WRITTEN TASK: Could you write out these records again, substituting "mark" for "place a dot on" everywhere it appears, with everything else unchanged and the pictures left out?

MATERIAL PROVIDED:
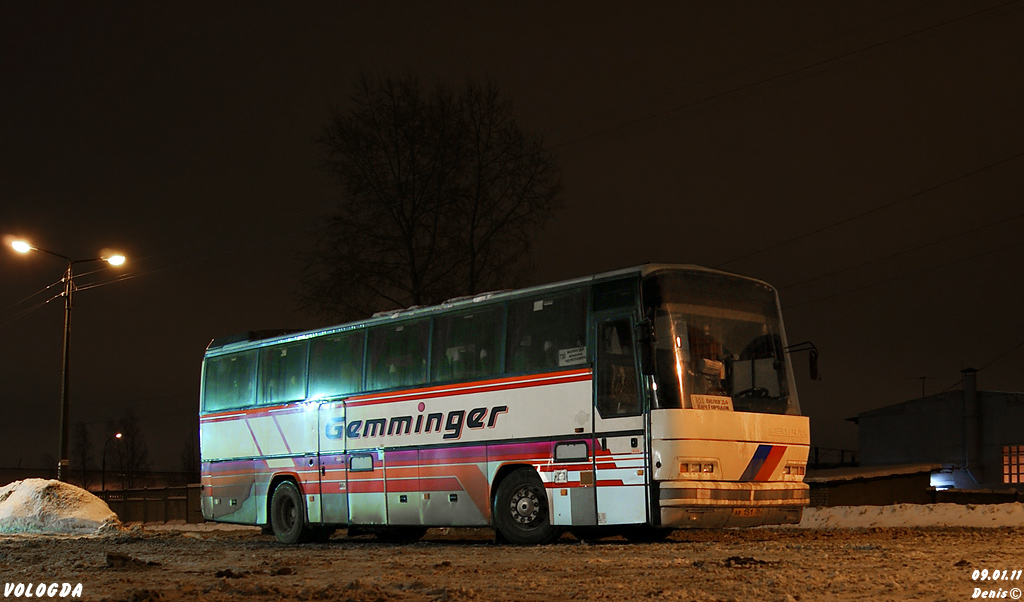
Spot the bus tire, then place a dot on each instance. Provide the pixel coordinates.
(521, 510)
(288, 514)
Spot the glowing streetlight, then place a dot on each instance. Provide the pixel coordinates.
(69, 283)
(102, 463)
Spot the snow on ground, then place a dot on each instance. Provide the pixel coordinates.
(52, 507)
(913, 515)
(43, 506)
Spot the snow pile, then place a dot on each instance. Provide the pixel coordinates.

TASK ANSWER:
Spot the bus tire, then mark each instance. Provide the pixel coordinates.
(521, 510)
(288, 514)
Spot the glowing streetlight, then mark each instance. Provide the pixel coordinates.
(69, 283)
(102, 463)
Spot the snow on ground, then mark each instance. Provide the pixel coordinates.
(52, 507)
(913, 515)
(43, 506)
Spot the snow pile, then mark each instance. Provide the pixel coordinates.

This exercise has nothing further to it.